Saved entries
—————
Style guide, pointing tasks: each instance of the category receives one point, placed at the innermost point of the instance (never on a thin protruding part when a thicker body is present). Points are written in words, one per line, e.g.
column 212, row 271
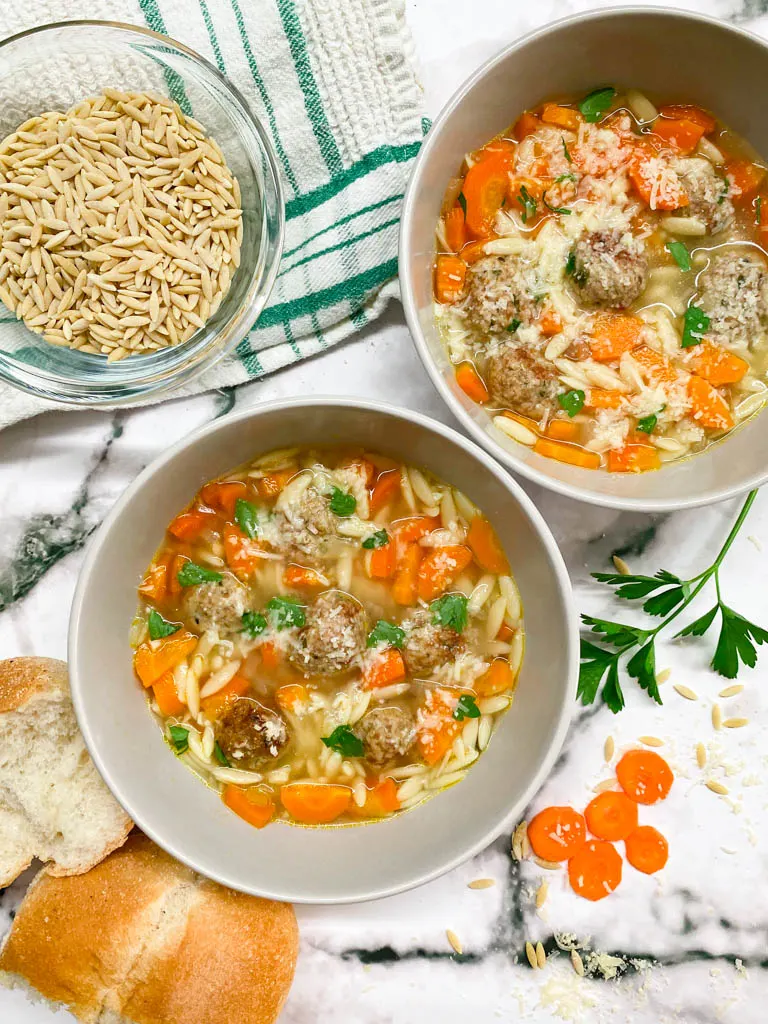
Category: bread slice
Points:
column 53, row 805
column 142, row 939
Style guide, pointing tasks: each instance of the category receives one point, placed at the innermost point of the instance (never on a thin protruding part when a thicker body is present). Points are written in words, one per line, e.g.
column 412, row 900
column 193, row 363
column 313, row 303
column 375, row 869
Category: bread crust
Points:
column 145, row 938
—————
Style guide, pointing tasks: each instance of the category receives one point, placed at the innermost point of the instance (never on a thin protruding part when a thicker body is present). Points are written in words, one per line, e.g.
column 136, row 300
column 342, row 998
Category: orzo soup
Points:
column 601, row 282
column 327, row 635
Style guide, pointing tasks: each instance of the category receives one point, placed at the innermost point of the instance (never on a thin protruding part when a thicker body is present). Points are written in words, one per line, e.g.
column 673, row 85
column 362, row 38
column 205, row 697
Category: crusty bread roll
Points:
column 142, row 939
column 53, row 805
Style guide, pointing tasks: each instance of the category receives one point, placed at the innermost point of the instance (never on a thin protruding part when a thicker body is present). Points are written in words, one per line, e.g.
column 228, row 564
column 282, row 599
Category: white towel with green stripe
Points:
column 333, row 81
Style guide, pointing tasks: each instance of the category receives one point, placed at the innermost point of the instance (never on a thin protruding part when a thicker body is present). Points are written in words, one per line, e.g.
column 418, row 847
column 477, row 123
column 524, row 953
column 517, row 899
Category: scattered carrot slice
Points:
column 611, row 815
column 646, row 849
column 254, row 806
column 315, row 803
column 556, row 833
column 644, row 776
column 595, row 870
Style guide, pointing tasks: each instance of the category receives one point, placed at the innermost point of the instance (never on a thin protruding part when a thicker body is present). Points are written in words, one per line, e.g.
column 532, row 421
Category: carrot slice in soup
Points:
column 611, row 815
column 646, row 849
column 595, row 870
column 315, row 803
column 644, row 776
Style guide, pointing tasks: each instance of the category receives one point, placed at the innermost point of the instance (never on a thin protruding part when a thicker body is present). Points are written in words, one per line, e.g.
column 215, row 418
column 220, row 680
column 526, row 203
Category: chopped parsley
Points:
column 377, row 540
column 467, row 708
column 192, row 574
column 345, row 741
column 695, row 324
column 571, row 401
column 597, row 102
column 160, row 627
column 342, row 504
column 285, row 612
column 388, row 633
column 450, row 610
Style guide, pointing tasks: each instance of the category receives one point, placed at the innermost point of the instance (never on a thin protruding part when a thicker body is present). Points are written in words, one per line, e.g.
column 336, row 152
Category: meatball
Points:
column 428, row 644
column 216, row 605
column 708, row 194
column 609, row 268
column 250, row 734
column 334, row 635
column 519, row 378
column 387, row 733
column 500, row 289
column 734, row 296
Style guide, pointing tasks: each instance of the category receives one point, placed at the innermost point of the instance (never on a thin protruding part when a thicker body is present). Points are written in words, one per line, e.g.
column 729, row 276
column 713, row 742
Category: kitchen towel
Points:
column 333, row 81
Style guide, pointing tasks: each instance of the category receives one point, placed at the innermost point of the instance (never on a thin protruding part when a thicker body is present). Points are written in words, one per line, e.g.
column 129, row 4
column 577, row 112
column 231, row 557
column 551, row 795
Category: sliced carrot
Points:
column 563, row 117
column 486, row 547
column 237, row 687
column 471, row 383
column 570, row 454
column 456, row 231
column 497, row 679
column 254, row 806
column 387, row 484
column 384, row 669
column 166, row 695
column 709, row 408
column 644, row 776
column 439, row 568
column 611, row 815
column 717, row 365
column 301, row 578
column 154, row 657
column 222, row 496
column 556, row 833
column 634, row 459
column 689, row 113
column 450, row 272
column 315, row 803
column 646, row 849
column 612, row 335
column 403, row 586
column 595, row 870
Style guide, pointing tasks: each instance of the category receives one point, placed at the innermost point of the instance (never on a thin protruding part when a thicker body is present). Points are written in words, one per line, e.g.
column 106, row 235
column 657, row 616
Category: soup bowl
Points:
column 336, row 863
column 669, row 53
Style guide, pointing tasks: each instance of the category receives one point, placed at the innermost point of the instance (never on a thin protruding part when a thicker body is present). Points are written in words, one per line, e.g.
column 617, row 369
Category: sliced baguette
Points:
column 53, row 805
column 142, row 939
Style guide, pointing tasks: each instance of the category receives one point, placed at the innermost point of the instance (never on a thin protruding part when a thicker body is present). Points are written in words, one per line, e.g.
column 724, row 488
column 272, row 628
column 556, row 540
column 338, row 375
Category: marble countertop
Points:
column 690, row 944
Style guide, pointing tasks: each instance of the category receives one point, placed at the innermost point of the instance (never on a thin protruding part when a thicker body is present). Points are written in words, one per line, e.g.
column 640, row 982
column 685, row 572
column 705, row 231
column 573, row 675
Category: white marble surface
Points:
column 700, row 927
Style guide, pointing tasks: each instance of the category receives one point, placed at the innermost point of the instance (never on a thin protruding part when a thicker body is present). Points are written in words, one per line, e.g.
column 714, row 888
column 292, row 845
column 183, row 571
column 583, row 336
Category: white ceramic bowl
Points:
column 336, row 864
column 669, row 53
—————
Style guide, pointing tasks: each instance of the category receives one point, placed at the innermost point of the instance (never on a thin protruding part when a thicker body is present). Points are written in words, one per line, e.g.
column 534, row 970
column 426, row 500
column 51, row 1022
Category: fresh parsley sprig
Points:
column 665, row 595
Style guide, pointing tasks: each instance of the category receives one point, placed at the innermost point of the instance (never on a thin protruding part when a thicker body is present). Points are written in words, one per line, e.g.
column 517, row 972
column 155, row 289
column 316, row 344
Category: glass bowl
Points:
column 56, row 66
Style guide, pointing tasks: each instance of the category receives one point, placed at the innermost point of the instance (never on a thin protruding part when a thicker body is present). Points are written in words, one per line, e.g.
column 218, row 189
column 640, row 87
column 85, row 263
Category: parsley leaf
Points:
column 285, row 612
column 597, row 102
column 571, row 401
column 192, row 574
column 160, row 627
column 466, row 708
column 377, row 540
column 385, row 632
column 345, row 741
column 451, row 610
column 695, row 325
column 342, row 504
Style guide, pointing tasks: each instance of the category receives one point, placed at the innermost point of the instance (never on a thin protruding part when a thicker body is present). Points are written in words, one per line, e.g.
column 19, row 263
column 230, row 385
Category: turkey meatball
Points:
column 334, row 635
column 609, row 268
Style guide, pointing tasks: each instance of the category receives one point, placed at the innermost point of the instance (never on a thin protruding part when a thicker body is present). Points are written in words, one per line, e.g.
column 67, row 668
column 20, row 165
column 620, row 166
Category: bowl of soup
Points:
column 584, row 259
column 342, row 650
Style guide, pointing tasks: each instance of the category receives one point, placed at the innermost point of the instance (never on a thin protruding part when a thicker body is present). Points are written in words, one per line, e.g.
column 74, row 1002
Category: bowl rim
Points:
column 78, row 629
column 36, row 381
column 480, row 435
—————
Which lines above carry the string "bowl"? Copy those lines.

Category: soup bowl
Category: white ceramic bowl
Category: glass bowl
Category: bowl of soup
Category: bowl rim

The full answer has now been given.